**What this task involves:**
Edit the material from the line that contains "bare arm, each" through the line that contains "[(448, 263), (803, 1116)]", replacing "rocky cliff face" with "sandstone cliff face" and leaving everything else unchanged. Return only those lines.

**Provided entries:**
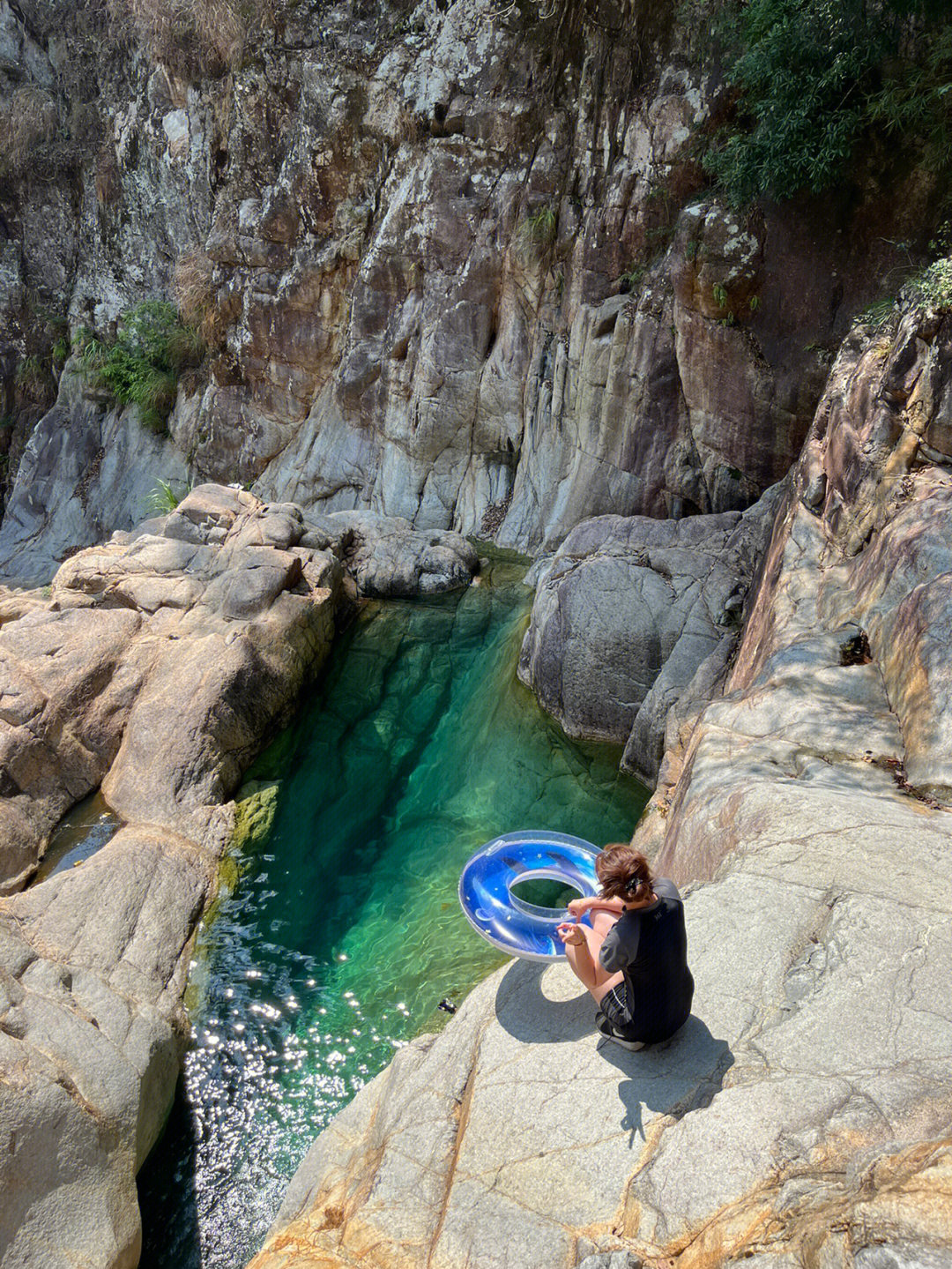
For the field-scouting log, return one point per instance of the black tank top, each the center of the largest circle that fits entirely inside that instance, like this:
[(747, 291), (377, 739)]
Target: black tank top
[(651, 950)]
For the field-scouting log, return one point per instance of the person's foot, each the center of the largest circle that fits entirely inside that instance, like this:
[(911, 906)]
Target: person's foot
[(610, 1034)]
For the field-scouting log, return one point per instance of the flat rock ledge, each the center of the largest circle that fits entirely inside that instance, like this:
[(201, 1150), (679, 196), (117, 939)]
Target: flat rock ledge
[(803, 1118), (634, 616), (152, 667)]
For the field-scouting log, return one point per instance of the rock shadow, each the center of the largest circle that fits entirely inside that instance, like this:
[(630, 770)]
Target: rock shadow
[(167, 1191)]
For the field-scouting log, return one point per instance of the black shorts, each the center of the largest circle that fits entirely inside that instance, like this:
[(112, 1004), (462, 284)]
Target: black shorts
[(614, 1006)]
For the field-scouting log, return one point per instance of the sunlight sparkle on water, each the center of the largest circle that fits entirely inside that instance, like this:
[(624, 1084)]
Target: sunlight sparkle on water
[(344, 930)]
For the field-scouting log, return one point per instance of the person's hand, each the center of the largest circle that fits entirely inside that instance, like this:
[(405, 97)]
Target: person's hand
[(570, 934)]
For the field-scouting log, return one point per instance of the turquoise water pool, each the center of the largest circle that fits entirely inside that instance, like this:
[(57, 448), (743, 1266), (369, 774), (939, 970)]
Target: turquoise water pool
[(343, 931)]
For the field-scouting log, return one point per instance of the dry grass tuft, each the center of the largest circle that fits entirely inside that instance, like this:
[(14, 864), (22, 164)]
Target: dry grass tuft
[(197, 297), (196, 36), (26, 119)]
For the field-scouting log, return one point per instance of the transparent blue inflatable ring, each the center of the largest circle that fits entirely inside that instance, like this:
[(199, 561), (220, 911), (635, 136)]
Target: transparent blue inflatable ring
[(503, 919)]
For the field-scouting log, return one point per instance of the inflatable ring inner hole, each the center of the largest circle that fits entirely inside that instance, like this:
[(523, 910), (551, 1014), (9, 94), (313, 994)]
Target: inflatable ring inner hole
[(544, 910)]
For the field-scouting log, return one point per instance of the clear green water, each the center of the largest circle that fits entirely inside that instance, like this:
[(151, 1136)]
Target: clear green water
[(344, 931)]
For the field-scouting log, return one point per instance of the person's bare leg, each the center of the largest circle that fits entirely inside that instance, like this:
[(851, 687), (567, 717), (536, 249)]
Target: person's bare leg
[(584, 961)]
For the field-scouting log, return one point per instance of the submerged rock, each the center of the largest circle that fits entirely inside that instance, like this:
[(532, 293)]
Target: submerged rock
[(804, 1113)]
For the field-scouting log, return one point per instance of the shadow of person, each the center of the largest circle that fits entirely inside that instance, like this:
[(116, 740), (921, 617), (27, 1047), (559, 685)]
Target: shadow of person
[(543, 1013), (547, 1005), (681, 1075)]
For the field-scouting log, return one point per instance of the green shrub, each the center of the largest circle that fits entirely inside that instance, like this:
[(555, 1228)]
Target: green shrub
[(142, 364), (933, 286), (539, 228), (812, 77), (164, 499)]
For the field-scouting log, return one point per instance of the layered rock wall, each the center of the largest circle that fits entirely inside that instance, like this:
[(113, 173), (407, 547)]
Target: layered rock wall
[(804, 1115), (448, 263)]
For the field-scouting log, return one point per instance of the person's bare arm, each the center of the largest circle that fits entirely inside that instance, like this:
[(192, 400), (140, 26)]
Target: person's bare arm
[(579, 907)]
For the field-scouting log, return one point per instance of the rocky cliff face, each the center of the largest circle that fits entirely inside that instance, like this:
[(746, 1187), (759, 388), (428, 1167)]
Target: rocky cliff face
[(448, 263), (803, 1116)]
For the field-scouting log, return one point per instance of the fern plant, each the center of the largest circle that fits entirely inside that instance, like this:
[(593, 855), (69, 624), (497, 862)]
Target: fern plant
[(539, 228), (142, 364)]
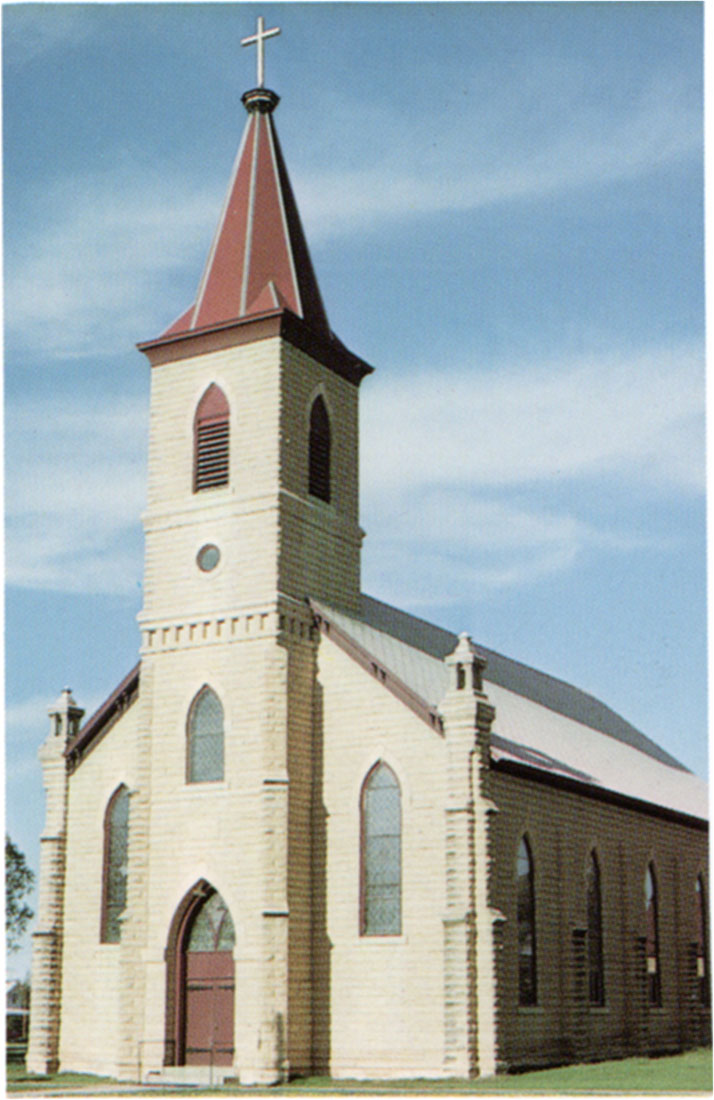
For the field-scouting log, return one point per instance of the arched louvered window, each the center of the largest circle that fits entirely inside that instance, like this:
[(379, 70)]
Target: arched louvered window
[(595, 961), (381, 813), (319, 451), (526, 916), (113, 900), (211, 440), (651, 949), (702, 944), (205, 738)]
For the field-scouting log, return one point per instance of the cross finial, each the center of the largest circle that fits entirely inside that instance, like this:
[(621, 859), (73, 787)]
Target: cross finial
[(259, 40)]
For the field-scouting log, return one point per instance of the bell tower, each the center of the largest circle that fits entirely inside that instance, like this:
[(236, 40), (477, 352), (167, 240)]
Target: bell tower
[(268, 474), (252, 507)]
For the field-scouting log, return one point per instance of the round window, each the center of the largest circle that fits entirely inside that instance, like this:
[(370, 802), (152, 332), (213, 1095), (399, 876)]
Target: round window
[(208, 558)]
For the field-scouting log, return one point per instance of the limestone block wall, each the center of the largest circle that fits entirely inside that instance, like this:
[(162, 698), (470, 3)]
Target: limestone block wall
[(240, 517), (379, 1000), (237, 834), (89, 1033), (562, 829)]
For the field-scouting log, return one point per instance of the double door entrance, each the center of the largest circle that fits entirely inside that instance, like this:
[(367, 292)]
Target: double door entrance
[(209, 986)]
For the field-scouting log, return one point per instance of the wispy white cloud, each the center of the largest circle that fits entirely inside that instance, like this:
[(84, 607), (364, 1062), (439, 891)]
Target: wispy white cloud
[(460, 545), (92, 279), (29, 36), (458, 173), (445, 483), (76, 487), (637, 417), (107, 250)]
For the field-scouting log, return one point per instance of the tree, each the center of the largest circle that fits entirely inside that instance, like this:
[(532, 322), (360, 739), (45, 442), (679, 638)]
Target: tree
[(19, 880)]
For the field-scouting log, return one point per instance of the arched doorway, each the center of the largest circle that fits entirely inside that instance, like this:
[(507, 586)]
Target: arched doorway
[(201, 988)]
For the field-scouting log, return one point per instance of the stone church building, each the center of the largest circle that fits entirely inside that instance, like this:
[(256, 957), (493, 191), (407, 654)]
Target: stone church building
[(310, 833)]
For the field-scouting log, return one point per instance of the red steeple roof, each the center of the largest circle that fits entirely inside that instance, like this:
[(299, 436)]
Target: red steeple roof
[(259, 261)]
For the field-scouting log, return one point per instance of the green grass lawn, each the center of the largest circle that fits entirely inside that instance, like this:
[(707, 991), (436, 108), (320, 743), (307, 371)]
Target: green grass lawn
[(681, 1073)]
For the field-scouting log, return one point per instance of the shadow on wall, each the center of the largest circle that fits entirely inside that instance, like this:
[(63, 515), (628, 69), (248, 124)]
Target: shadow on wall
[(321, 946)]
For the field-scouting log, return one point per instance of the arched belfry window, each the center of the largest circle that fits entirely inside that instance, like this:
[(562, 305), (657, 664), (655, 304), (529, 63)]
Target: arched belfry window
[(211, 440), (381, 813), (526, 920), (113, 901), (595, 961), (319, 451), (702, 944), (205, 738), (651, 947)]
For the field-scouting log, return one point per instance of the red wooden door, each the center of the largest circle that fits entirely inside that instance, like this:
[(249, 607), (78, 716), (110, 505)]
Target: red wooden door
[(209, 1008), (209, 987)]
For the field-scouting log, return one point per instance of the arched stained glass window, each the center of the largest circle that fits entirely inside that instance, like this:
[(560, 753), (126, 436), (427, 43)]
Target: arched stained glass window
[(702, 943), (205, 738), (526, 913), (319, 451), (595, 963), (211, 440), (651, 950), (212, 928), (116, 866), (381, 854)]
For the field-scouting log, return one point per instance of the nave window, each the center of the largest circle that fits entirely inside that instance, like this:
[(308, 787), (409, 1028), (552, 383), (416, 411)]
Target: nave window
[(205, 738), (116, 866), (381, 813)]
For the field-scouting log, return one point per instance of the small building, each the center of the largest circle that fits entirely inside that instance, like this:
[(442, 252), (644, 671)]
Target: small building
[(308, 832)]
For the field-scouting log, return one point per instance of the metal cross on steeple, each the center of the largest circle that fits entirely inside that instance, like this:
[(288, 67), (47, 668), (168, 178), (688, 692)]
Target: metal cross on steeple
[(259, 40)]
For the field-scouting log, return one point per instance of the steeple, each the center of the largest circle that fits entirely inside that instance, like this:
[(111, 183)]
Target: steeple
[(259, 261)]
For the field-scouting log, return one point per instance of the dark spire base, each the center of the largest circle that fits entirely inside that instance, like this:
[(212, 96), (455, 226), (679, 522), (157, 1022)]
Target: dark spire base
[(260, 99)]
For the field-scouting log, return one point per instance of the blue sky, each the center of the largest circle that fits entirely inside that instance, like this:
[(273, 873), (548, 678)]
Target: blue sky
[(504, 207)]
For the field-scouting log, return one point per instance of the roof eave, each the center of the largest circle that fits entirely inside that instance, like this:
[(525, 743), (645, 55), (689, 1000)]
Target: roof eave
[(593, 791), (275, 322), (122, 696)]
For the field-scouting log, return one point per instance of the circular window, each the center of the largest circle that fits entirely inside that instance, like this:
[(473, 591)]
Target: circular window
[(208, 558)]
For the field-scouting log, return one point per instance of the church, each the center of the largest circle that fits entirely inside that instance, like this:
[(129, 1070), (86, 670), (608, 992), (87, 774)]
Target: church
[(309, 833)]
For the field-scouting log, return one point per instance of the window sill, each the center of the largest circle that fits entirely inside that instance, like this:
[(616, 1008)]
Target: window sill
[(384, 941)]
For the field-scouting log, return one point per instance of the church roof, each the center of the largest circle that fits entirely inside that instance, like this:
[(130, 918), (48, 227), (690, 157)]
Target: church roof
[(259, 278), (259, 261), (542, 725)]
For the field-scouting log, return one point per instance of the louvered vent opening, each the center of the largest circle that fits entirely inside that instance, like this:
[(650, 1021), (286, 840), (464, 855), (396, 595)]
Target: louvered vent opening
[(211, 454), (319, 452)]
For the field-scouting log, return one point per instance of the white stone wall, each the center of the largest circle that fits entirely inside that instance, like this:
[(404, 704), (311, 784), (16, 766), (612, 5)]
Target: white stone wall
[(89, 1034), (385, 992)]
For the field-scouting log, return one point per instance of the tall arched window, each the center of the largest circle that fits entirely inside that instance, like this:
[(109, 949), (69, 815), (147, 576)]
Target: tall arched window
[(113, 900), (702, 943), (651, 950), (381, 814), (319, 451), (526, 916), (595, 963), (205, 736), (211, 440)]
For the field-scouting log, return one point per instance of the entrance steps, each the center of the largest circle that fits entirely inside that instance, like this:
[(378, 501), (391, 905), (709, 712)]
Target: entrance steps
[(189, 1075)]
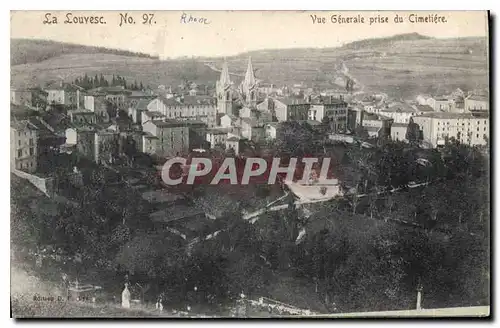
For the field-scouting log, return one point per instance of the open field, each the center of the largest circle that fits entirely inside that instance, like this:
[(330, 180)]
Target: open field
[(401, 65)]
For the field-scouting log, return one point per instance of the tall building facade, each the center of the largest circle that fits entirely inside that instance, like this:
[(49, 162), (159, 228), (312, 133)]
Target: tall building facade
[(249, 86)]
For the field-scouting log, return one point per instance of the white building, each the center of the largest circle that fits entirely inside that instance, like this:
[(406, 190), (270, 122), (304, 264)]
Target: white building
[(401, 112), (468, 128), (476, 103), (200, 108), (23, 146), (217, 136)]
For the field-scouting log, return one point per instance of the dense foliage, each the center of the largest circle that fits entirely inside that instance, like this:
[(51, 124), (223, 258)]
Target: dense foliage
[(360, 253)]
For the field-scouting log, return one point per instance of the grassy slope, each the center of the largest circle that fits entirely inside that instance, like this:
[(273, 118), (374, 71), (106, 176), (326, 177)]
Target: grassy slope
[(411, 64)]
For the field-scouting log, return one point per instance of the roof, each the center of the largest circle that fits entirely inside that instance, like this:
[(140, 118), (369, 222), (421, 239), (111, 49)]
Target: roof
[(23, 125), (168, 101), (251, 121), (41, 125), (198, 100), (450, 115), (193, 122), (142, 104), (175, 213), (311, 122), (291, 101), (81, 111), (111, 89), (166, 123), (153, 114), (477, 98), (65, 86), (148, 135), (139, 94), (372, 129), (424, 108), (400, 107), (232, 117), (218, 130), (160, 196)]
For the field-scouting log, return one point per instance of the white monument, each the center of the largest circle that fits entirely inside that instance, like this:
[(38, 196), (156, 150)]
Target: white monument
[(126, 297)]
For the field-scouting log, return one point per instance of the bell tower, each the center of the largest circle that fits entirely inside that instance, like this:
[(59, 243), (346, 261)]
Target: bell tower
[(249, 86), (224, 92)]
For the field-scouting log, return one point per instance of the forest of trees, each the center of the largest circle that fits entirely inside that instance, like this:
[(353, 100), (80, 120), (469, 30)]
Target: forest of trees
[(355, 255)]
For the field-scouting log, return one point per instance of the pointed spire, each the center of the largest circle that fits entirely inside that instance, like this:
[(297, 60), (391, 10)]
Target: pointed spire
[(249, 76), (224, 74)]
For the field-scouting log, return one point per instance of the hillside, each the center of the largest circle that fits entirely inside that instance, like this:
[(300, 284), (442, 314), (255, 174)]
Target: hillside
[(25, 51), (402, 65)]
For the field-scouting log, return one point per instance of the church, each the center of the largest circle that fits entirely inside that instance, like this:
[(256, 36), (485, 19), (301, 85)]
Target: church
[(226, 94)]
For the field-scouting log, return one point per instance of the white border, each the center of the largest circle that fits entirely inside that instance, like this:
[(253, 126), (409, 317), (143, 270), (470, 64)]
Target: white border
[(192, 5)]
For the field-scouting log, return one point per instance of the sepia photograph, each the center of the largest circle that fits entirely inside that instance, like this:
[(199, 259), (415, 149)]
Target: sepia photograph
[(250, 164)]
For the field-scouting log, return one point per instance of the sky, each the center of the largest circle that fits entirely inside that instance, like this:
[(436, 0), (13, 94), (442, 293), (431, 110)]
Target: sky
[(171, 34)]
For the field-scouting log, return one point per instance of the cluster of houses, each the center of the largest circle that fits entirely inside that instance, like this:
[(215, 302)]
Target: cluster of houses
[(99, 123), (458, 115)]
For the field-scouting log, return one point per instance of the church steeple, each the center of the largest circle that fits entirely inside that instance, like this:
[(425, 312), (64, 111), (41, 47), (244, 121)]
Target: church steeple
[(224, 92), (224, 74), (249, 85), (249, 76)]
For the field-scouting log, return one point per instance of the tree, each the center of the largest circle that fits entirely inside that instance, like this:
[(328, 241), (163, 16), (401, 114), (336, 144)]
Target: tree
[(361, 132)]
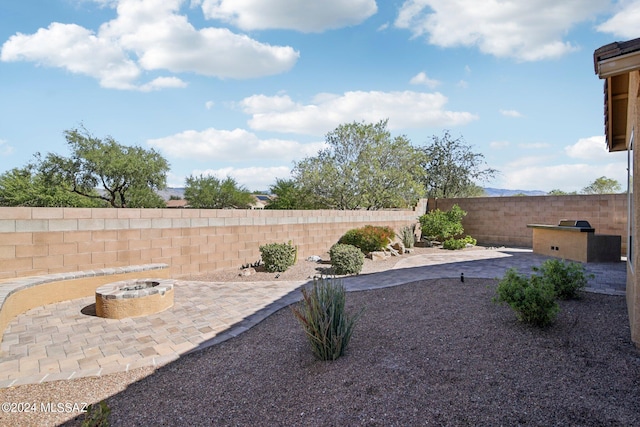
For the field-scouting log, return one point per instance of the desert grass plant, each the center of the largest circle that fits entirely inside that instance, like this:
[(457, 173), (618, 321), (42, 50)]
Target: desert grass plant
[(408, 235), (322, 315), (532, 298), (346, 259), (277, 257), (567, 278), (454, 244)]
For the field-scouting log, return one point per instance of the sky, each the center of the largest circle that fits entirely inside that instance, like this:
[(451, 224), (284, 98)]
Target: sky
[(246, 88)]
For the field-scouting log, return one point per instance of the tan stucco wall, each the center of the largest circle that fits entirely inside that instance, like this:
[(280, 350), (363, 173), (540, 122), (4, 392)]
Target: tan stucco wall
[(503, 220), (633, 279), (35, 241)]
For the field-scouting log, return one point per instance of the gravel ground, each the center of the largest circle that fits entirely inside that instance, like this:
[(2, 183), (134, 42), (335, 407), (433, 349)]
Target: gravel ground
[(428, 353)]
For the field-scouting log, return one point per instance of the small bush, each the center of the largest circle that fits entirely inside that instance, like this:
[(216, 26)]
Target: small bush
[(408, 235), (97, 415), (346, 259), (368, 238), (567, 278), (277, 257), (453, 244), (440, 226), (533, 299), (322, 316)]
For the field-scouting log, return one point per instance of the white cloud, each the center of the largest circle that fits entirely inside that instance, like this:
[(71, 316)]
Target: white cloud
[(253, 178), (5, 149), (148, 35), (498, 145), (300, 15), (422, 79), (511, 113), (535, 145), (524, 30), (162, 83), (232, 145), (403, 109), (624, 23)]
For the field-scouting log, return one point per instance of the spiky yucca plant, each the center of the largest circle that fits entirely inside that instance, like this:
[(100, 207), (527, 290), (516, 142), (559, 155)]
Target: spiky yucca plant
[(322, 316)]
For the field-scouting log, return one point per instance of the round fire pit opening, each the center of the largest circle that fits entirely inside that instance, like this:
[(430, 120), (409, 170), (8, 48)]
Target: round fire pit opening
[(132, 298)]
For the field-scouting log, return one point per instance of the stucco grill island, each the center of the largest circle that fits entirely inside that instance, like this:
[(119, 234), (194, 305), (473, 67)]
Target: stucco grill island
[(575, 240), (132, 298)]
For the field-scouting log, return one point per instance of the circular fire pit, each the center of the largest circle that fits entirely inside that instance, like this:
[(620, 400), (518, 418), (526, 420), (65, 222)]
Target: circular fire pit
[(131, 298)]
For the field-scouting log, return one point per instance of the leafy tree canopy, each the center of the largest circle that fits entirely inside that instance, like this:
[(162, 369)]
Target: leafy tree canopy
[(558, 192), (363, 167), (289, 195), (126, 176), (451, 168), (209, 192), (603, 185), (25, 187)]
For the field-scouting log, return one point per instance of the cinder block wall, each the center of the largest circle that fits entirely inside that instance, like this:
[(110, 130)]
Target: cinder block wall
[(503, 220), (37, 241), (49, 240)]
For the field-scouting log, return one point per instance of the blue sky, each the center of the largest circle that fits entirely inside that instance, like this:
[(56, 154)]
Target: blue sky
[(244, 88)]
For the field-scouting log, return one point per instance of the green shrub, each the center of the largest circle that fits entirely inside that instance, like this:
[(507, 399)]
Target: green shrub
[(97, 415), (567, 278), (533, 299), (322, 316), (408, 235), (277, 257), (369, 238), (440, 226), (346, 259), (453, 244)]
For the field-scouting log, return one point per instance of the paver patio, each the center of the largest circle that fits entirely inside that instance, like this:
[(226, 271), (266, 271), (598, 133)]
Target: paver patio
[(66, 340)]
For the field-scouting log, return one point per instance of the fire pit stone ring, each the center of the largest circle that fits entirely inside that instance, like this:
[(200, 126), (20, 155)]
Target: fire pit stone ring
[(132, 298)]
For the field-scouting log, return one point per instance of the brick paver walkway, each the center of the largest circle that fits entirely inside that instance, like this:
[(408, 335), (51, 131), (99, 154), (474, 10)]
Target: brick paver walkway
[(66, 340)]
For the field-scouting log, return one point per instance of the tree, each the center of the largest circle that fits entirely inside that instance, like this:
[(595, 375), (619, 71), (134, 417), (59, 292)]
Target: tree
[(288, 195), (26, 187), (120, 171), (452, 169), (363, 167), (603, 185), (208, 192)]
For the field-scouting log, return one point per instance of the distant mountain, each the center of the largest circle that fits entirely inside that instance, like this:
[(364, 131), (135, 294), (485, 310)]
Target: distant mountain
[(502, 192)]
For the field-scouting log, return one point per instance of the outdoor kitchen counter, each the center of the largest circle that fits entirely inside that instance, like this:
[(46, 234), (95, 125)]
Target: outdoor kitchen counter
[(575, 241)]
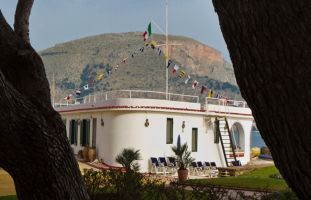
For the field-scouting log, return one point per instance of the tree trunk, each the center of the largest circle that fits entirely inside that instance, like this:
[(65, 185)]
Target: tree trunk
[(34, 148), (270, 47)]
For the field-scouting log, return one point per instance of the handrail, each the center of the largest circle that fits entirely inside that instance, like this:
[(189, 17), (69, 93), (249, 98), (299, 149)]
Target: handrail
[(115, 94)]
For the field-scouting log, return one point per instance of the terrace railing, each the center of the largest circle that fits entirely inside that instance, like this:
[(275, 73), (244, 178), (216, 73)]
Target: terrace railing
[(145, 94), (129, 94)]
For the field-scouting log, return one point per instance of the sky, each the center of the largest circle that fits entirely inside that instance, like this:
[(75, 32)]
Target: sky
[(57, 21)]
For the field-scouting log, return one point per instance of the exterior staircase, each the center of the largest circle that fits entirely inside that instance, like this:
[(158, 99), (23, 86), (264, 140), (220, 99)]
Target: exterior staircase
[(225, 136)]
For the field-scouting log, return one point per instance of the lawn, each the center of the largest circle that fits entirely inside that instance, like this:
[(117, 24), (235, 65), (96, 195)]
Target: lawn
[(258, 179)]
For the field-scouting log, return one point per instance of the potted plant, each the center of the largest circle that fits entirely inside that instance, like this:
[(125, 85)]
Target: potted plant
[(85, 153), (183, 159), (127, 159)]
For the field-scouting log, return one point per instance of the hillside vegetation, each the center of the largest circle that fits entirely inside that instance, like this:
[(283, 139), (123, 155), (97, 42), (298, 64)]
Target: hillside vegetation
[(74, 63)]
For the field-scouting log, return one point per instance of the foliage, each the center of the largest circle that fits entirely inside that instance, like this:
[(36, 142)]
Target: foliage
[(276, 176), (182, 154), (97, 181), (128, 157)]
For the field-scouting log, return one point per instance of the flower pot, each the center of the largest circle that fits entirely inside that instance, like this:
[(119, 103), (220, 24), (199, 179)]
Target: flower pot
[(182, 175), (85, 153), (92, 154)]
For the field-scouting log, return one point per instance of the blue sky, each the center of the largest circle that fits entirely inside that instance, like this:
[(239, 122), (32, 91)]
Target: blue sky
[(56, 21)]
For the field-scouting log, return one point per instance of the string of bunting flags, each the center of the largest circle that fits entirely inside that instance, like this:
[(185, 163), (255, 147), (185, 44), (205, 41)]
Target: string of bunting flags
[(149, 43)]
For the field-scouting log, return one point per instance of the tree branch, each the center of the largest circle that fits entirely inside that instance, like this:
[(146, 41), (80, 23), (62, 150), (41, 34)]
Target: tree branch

**Worked answer:**
For the field-scouting log, return one point per instance of the person's bare arm, each the center of the largest circle that fits entirely inside that instance, like this:
[(192, 400), (140, 26)]
Target: person's bare arm
[(579, 907)]
For the field-scouting log, return one point per instance of the sandstone cliff face, each the center of the largest circle that fits entirely inside that instance, like this:
[(746, 1187), (759, 388), (428, 1167)]
Target: sandstone cliff face
[(448, 263), (803, 1116)]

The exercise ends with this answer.